**OBJETIVO**
Devuelve como una lista JSON de cadenas, una por cada línea y sin las líneas en blanco, las líneas de los registros que empiezan en la que contiene "of the yellow" y siguen hasta el final de los registros, con ambos extremos incluidos.

[Registros de puntos etiquetados]
※ ※ ※
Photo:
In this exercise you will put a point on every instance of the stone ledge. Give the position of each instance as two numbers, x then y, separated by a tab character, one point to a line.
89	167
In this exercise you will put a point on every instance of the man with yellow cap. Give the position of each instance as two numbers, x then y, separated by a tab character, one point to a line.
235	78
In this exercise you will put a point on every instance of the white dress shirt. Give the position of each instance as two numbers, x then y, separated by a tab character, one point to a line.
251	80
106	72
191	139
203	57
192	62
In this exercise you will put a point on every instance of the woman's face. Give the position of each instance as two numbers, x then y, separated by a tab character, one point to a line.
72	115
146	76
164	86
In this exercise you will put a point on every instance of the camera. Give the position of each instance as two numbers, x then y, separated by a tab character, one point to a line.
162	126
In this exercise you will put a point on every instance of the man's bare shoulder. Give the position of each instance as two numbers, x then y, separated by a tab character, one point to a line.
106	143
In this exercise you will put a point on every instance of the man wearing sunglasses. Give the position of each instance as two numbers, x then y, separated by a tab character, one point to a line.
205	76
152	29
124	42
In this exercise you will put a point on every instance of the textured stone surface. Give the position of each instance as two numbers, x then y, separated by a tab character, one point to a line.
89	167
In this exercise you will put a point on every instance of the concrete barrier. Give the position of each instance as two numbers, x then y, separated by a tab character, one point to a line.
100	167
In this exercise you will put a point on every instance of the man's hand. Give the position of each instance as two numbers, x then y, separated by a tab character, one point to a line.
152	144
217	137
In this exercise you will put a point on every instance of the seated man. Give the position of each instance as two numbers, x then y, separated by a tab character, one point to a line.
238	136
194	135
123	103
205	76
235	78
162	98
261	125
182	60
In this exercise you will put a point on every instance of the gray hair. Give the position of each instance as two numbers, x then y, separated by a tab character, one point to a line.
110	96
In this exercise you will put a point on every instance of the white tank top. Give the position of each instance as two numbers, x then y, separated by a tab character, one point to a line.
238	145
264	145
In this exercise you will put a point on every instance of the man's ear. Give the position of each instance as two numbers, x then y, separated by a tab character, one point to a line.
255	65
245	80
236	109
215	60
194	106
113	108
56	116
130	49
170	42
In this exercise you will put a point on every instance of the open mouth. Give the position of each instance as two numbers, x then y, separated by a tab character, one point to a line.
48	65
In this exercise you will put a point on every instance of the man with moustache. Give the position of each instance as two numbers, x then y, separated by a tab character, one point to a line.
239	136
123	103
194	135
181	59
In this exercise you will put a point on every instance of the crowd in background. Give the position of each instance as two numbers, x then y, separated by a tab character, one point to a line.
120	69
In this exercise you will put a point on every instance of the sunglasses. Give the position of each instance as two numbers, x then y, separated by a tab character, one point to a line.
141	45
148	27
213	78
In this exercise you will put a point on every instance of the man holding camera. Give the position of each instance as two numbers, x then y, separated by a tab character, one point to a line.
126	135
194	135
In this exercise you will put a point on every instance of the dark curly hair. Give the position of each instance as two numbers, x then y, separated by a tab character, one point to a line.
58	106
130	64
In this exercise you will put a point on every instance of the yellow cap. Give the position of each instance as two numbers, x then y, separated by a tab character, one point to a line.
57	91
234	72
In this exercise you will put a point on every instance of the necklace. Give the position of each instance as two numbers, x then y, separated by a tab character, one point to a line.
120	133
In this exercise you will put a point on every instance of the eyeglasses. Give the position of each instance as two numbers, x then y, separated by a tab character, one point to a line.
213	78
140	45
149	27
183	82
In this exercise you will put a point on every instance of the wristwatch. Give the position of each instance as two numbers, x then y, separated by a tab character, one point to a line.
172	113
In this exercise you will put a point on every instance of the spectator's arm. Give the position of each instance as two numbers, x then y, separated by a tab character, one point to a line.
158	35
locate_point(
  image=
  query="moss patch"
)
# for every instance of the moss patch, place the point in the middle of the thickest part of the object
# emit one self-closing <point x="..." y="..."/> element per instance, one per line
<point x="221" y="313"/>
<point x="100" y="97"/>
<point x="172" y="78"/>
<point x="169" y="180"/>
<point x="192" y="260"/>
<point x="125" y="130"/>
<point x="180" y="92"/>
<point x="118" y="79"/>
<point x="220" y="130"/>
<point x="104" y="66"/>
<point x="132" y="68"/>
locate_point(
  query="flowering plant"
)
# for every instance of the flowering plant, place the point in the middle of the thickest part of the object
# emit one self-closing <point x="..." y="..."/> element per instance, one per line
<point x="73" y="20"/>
※ ※ ※
**SOLUCIÓN PROPUESTA**
[
  "In this exercise you will put a point on every instance of the yellow cap. Give the position of each instance as two numbers, x then y, separated by a tab character, one point to a line.",
  "57\t91",
  "234\t72",
  "In this exercise you will put a point on every instance of the necklace. Give the position of each instance as two numbers, x then y, separated by a tab character, one point to a line.",
  "120\t133",
  "In this exercise you will put a point on every instance of the eyeglasses. Give the position of each instance as two numbers, x then y, separated by a tab character, one point to a line.",
  "213\t78",
  "140\t45",
  "149\t27",
  "183\t82",
  "In this exercise you will put a point on every instance of the wristwatch. Give the position of each instance as two numbers, x then y, separated by a tab character, one point to a line.",
  "172\t113",
  "In this exercise you will put a point on every instance of the spectator's arm. Give the position of each instance as two numbers, x then y, separated by a tab character, one point to a line.",
  "158\t35",
  "locate_point(",
  "  image=",
  "  query=\"moss patch\"",
  ")",
  "# for every instance of the moss patch, place the point in the middle of the thickest part of the object",
  "# emit one self-closing <point x=\"...\" y=\"...\"/> element per instance, one per line",
  "<point x=\"221\" y=\"313\"/>",
  "<point x=\"100\" y=\"97\"/>",
  "<point x=\"172\" y=\"78\"/>",
  "<point x=\"169\" y=\"180\"/>",
  "<point x=\"192\" y=\"260\"/>",
  "<point x=\"125\" y=\"130\"/>",
  "<point x=\"180\" y=\"92\"/>",
  "<point x=\"118\" y=\"79\"/>",
  "<point x=\"220\" y=\"130\"/>",
  "<point x=\"104\" y=\"66\"/>",
  "<point x=\"132\" y=\"68\"/>",
  "locate_point(",
  "  query=\"flowering plant\"",
  ")",
  "# for every instance of the flowering plant, place the point in the middle of the thickest part of the object",
  "# emit one self-closing <point x=\"...\" y=\"...\"/> element per instance, one per line",
  "<point x=\"73\" y=\"20\"/>"
]